=== Objective ===
Locate each line below that contains the string "chicken" and copy it in full. Letter case counts.

=== Entries from an annotation dataset ===
---------------
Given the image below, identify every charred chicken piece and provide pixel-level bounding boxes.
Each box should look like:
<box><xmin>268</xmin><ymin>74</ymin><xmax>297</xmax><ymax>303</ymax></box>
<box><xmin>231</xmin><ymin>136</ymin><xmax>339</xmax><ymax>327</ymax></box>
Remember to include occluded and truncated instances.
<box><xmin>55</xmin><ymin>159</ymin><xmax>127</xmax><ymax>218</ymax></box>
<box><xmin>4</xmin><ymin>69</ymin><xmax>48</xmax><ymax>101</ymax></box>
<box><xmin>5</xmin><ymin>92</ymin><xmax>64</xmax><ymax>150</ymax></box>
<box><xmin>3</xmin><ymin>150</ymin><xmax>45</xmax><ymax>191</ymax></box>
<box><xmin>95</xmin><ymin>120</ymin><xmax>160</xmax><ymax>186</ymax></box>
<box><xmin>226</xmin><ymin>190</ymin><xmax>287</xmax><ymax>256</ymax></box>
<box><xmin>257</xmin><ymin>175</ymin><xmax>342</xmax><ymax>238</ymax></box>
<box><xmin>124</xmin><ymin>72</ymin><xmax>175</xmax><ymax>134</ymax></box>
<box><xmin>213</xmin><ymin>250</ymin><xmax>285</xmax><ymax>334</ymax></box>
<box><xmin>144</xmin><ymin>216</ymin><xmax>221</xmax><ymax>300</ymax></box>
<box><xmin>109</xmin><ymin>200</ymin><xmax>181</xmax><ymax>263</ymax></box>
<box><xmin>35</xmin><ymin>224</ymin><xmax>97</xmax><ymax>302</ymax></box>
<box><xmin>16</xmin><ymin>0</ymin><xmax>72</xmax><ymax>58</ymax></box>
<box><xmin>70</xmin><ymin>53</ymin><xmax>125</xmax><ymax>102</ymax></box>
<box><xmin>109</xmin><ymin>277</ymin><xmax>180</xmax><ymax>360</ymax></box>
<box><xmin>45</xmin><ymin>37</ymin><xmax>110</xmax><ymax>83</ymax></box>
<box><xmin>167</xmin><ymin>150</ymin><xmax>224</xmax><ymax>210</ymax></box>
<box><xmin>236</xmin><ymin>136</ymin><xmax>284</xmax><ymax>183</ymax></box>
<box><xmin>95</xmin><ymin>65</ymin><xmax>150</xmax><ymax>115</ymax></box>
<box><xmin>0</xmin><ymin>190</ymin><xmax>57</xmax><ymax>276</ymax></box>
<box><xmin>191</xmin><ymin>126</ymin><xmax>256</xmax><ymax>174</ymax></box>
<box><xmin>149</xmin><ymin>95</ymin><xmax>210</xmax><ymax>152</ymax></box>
---------------
=== Solution to this problem ===
Given the image below, identify every charred chicken piece and provide pixel-level bounding boxes.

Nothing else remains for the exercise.